Verilen Görev >>
Maraş'taki mülkle ilgili mahkeme kararını konu alan aşağıdaki haberin tamamını, hiçbir değişiklik yapmadan kopyalayın.

Sayfa >>
--

17 Ocak 2011 Pazartesi

Profesör Dr. Ata Atun, KKTC

Ankara Mahkemesinin Kararı, Mülkiyet Konusundaki Zemini Değiştirecek 
Yurdagül Beyoğlu, Haberdar gazetesi, KKTC, 17 Ocak 2011
Avrupa İnsan Hakları Mahkemesi’nin (AİHM) Mira Ksenidis – Arestis isimli Rum’un, babasından kendisine miras kaldığı iddiasıyla yaptığı başvuruyu 885 bin Euro tazminata bağladığı Maraş’taki mülkün, Ankara 25. Asliye Hukuk Mahkemesi’nce “Abdullah Paşa Vakfı’na aittir” kararının çıkmasının mülkiyetin zeminini değiştireceği belirtildi.
Profesör Dr. Ata Atun,  
Ankara 25. Asliye Hukuk Mahkemesi’nin, Arestis’in talep ettiği Maraş’taki mülkün Abdullah Paşa Vakfı’na ait olduğu ve davayı açan 23 kişiyi de “Abdullah Paşa Vakfı Evladı” olarak tescil etmesi kararını değerlendirdi. Konuyla ilgili olarak 2006 yılında Abdullah Paşa’nın varisleri ile İstanbul’da görüştüğünü anlatan Atun, o günden mahkeme kararına kadar olan süreci aktardı.

--

Kayıtlı Bilgiler >>
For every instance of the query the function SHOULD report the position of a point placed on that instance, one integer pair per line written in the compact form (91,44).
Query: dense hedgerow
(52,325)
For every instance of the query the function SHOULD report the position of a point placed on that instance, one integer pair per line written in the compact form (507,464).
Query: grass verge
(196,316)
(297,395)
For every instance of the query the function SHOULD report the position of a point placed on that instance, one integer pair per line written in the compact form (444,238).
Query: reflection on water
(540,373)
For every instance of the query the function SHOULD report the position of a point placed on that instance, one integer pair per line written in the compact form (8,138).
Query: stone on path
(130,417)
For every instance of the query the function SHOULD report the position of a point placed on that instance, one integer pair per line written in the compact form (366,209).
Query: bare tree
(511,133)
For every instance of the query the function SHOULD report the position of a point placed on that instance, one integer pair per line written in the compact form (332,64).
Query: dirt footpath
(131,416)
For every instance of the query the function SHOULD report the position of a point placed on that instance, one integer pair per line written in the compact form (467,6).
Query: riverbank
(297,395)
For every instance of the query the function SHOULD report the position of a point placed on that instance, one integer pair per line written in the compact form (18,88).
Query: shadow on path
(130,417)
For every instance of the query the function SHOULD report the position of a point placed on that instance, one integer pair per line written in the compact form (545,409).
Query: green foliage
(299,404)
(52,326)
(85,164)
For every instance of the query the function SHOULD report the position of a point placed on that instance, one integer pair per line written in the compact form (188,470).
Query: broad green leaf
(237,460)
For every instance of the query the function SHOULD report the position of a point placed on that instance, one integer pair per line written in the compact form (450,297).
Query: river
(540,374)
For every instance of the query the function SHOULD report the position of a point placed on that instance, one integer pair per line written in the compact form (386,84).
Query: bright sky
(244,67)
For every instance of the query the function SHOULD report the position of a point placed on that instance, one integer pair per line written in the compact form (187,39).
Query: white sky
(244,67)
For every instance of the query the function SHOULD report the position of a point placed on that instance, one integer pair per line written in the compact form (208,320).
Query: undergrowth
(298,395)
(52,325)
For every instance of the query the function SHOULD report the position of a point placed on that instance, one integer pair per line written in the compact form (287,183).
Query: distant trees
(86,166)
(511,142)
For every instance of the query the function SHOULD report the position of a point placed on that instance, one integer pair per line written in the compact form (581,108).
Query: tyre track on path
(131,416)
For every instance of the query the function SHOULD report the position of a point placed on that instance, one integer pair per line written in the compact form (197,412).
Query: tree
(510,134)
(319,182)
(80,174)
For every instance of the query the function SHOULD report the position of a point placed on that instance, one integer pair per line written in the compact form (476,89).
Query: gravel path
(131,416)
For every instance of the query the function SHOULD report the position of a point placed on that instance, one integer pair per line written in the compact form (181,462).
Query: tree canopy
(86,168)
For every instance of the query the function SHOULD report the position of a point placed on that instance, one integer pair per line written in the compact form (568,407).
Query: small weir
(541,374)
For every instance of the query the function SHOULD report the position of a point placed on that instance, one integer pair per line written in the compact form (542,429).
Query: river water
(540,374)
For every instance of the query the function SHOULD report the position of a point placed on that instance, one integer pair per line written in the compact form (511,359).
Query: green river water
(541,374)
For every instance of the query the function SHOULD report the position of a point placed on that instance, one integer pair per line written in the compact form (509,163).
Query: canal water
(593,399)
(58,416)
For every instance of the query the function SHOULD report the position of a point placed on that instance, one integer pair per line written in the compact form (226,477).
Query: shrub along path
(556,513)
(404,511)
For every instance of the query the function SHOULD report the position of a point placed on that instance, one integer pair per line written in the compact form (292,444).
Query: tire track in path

--

Doğru Cevap >>
17 Ocak 2011 Pazartesi

Profesör Dr. Ata Atun, KKTC

Ankara Mahkemesinin Kararı, Mülkiyet Konusundaki Zemini Değiştirecek 
Yurdagül Beyoğlu, Haberdar gazetesi, KKTC, 17 Ocak 2011
Avrupa İnsan Hakları Mahkemesi’nin (AİHM) Mira Ksenidis – Arestis isimli Rum’un, babasından kendisine miras kaldığı iddiasıyla yaptığı başvuruyu 885 bin Euro tazminata bağladığı Maraş’taki mülkün, Ankara 25. Asliye Hukuk Mahkemesi’nce “Abdullah Paşa Vakfı’na aittir” kararının çıkmasının mülkiyetin zeminini değiştireceği belirtildi.
Profesör Dr. Ata Atun,  
Ankara 25. Asliye Hukuk Mahkemesi’nin, Arestis’in talep ettiği Maraş’taki mülkün Abdullah Paşa Vakfı’na ait olduğu ve davayı açan 23 kişiyi de “Abdullah Paşa Vakfı Evladı” olarak tescil etmesi kararını değerlendirdi. Konuyla ilgili olarak 2006 yılında Abdullah Paşa’nın varisleri ile İstanbul’da görüştüğünü anlatan Atun, o günden mahkeme kararına kadar olan süreci aktardı.